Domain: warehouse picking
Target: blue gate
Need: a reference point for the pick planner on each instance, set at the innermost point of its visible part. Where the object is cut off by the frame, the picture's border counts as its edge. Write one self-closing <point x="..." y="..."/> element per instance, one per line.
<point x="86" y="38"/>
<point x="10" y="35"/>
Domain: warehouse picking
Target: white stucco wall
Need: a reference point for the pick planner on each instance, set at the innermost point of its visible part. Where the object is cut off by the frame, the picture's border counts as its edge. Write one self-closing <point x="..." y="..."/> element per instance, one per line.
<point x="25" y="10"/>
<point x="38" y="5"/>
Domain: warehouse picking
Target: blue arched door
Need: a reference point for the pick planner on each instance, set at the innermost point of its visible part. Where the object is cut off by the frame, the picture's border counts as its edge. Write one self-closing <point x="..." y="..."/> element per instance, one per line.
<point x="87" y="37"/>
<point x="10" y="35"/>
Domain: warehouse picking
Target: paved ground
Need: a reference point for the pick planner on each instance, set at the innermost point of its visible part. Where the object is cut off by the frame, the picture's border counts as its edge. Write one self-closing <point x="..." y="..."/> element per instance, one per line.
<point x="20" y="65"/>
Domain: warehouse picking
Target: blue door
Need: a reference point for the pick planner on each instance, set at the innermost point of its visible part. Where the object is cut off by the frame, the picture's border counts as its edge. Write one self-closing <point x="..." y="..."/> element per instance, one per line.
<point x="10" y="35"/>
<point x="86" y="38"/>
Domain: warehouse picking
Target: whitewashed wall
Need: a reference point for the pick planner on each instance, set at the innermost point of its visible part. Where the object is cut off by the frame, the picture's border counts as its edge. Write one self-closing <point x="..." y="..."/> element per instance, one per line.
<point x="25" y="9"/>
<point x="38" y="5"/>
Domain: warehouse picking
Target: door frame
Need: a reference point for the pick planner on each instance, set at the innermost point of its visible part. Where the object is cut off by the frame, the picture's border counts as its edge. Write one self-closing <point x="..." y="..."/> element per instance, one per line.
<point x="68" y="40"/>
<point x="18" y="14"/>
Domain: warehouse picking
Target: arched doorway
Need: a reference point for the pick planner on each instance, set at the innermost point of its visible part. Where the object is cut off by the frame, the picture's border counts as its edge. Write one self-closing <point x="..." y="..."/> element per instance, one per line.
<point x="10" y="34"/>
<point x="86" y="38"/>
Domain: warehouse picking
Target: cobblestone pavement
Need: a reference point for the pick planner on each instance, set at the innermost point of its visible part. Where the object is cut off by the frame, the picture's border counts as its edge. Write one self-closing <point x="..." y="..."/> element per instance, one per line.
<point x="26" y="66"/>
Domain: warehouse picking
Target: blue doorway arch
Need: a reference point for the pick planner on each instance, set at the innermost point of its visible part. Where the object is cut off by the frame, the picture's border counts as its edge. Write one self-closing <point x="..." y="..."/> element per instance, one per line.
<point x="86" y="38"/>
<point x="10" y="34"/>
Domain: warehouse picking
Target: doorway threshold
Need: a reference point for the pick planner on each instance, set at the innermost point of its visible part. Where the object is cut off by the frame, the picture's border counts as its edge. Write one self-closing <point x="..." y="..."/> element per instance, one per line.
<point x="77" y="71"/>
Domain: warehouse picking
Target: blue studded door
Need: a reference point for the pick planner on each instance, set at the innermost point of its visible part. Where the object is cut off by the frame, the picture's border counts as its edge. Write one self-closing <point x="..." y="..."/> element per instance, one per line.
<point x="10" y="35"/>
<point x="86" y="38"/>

○ ○ ○

-- Exercise aim --
Print out all the entries precisely as written.

-- The result --
Domain: warehouse picking
Target: blue gate
Need: a reference point for the pick planner on each instance, set at the innermost point of its visible part. Where the object is cut off by the frame, the picture's border counts as its edge. Write one self-closing <point x="..." y="..."/> element per instance, one per line.
<point x="86" y="38"/>
<point x="10" y="35"/>
Domain: warehouse picking
Target: white stucco wall
Need: a reference point for the pick planner on each instance, set at the innermost point of its visible part. Where the object is cut off by the frame, the picture's border counts as its edge. Write one self-closing <point x="..." y="..."/> element per instance, one per line.
<point x="25" y="10"/>
<point x="38" y="5"/>
Domain: warehouse picking
Target: blue arched door
Need: a reference point for the pick planner on each instance, set at the innermost point of its visible part. Where the object is cut off by the frame, the picture's border counts as its edge. Write one self-closing <point x="..." y="..."/> element per instance, one per line.
<point x="87" y="37"/>
<point x="10" y="35"/>
Domain: warehouse picking
Target: paved ground
Need: a reference point for the pick planner on each instance, set at the innermost point of its visible part. Where the object is cut off by the frame, the picture's border counts as its edge. Write one self-closing <point x="..." y="..."/> element per instance, one per line.
<point x="20" y="65"/>
Domain: warehouse picking
Target: blue door
Need: a reference point for the pick planner on each instance, set at the innermost point of its visible part. Where the object is cut off by the frame, the picture's border counts as its edge. Write one self-closing <point x="..." y="..."/> element per instance, one per line.
<point x="10" y="35"/>
<point x="86" y="38"/>
Domain: warehouse picking
Target: whitewashed wall
Need: a reference point for the pick planner on each instance, set at the innermost point of its visible part. Where the object is cut off by the frame, the picture's border counts as its edge. Write one self-closing <point x="..." y="..."/> element per instance, one per line.
<point x="25" y="9"/>
<point x="38" y="5"/>
Domain: warehouse picking
Target: door frame
Need: a reference point for the pick planner on each instance, set at the innermost point of its visible part. Where the object is cut off by the frame, the picture's border counts as its edge. Write one self-closing <point x="..." y="..."/> element per instance, one per line.
<point x="68" y="40"/>
<point x="18" y="14"/>
Domain: warehouse picking
Target: arched doorway
Need: a reference point for the pick planner on each instance, set at the innermost point of its visible part. Where the object is cut off by the frame, the picture's border counts as its edge. Write one self-closing <point x="..." y="..."/> element per instance, one per line.
<point x="10" y="34"/>
<point x="86" y="38"/>
Domain: warehouse picking
Target: cobblestone pavement
Need: a reference point for the pick planner on each instance, set at the innermost point of its visible part. Where the object is cut off by the frame, the picture's border counts as its edge. Write one self-closing <point x="..." y="..."/> element per instance, one per line.
<point x="26" y="66"/>
Domain: warehouse picking
Target: blue doorway arch
Need: a reference point for the pick planner on each instance, set at the innermost point of its visible part. Where the object is cut off by the frame, the picture's border counts as its edge. Write one self-closing <point x="..." y="..."/> element per instance, one per line.
<point x="86" y="38"/>
<point x="10" y="34"/>
Domain: warehouse picking
Target: doorway threshold
Need: a reference point for the pick planner on each instance, set at the innermost point of its visible part. Where the object is cut off by the frame, the picture's border counts as its edge. Write one self-closing <point x="..." y="..."/> element per instance, one per line.
<point x="77" y="71"/>
Domain: warehouse picking
Target: blue studded door
Need: a reference point for the pick planner on each instance, set at the innermost point of its visible part. Where the object is cut off by the frame, the picture's border counts as its edge. Write one self-closing <point x="..." y="..."/> element per instance, one per line.
<point x="10" y="35"/>
<point x="86" y="38"/>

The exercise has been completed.